» Source excerpt:
AUSTIN, Alfred (1835—). An English poet, born May 30, 1835, at Headingley, near Leeds. He graduated at the University of London, in 1853, and was called to the bar in 1857, but abandoned law for literature. After writing much for other periodicals, he became editor of the National Review in 1883. He was made Poet Laureate of England in 1896. Among his many volumes of verse, are The Season: A Satire (1861); Savonarola, a tragedy (1881); English Lyrics (1890); The Conversion of Winckelmann and Other Poems (1897); Songs of England (new ed., 1900), and A Tale of True Love and Other Poems (1902), dedicated to President Roosevelt. Austin attracted much notice in 1870 by an essay entitled The Poetry of the Period, in which he severely criticised Tennyson, Browning, and other Victorians. As a critic he is original and interesting, and although he has not the imagination of the poets whom he attacked, he has written some graceful verse. He has also published The Garden that I Love (1894) and In Veronica's Garden (1895)—two pieces in prose interspersed with short poems.

AUSTIN, Jane Goodwin (1831-93). A novelist who dealt with colonial New England. The more noteworthy of her romances are Fairy Dreams (1860), Moonfolk (1874), Mrs. Beauchamp Brown (1880), A Nameless Nobleman (1881), The Desmond Hundred (1882), Nantucket Scraps (1882), Standish of Standish (1889), Betty Alden (1891), and David Alden's Daughter and Other Stories (1892).

» Brief 1:
Rewrite every line of the records below as a Markdown table with the columns Row and Line. Number each row and leave out blank lines.
The biographical entries on the two Austins and the records have no connection to each other.

(Collected data)

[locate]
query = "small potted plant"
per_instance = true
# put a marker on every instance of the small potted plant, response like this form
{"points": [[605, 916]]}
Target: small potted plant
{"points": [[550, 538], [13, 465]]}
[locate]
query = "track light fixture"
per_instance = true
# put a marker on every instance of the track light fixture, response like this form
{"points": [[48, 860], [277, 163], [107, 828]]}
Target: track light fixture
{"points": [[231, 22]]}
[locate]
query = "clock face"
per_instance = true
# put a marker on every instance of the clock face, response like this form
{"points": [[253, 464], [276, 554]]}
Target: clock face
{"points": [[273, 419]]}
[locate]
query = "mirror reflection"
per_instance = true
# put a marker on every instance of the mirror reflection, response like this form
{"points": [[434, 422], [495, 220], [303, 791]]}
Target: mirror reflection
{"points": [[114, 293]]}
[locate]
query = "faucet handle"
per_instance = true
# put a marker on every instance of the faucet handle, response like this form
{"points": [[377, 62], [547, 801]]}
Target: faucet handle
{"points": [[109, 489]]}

» Brief 2:
Copy the biographical entries on the two Austins word for word, in full.

» Expected output 1:
| Row | Line |
|---|---|
| 1 | [locate] |
| 2 | query = "small potted plant" |
| 3 | per_instance = true |
| 4 | # put a marker on every instance of the small potted plant, response like this form |
| 5 | {"points": [[605, 916]]} |
| 6 | Target: small potted plant |
| 7 | {"points": [[550, 538], [13, 465]]} |
| 8 | [locate] |
| 9 | query = "track light fixture" |
| 10 | per_instance = true |
| 11 | # put a marker on every instance of the track light fixture, response like this form |
| 12 | {"points": [[48, 860], [277, 163], [107, 828]]} |
| 13 | Target: track light fixture |
| 14 | {"points": [[231, 22]]} |
| 15 | [locate] |
| 16 | query = "clock face" |
| 17 | per_instance = true |
| 18 | # put a marker on every instance of the clock face, response like this form |
| 19 | {"points": [[253, 464], [276, 554]]} |
| 20 | Target: clock face |
| 21 | {"points": [[273, 419]]} |
| 22 | [locate] |
| 23 | query = "mirror reflection" |
| 24 | per_instance = true |
| 25 | # put a marker on every instance of the mirror reflection, response like this form |
| 26 | {"points": [[434, 422], [495, 220], [303, 791]]} |
| 27 | Target: mirror reflection |
| 28 | {"points": [[114, 293]]} |
| 29 | [locate] |
| 30 | query = "faucet handle" |
| 31 | per_instance = true |
| 32 | # put a marker on every instance of the faucet handle, response like this form |
| 33 | {"points": [[377, 62], [547, 801]]} |
| 34 | Target: faucet handle |
| 35 | {"points": [[109, 489]]} |

» Expected output 2:
AUSTIN, Alfred (1835—). An English poet, born May 30, 1835, at Headingley, near Leeds. He graduated at the University of London, in 1853, and was called to the bar in 1857, but abandoned law for literature. After writing much for other periodicals, he became editor of the National Review in 1883. He was made Poet Laureate of England in 1896. Among his many volumes of verse, are The Season: A Satire (1861); Savonarola, a tragedy (1881); English Lyrics (1890); The Conversion of Winckelmann and Other Poems (1897); Songs of England (new ed., 1900), and A Tale of True Love and Other Poems (1902), dedicated to President Roosevelt. Austin attracted much notice in 1870 by an essay entitled The Poetry of the Period, in which he severely criticised Tennyson, Browning, and other Victorians. As a critic he is original and interesting, and although he has not the imagination of the poets whom he attacked, he has written some graceful verse. He has also published The Garden that I Love (1894) and In Veronica's Garden (1895)—two pieces in prose interspersed with short poems.

AUSTIN, Jane Goodwin (1831-93). A novelist who dealt with colonial New England. The more noteworthy of her romances are Fairy Dreams (1860), Moonfolk (1874), Mrs. Beauchamp Brown (1880), A Nameless Nobleman (1881), The Desmond Hundred (1882), Nantucket Scraps (1882), Standish of Standish (1889), Betty Alden (1891), and David Alden's Daughter and Other Stories (1892).